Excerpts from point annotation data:
[BEGIN]

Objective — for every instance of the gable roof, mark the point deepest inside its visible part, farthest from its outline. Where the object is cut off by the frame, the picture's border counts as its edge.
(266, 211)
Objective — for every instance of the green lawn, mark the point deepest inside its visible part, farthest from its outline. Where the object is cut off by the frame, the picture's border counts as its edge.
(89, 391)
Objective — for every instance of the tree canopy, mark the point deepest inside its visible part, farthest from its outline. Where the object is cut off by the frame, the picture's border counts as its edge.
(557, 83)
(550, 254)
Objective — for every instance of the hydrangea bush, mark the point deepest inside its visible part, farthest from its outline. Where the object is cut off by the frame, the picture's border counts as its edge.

[END]

=== Exercise details ===
Format all of the lines above as a JSON list of strings, one string per line, leaving out any blank lines.

=== The result ===
[
  "Objective — for every instance of the gable roof, mark the point deepest inside its visible part, farthest from its outline. Where the object is cut off by the frame, the picture's border counts as its edge.",
  "(266, 211)",
  "Objective — for every instance of the green lawn, mark the point deepest inside its visible part, farthest from its outline. Where the object is cut off by the frame, the picture's border counts as its edge.",
  "(89, 391)",
  "Objective — for every instance of the tree canopy, mark the point deepest inside its visible part, farthest from its outline. Where the object is cut off by the frame, the picture's border counts as its edge.",
  "(557, 83)",
  "(550, 254)",
  "Objective — for every instance of the hydrangea bush, mark the point deepest inside its visible part, farthest from its outline. Where the object is cut off by the frame, the picture's border counts as its edge."
]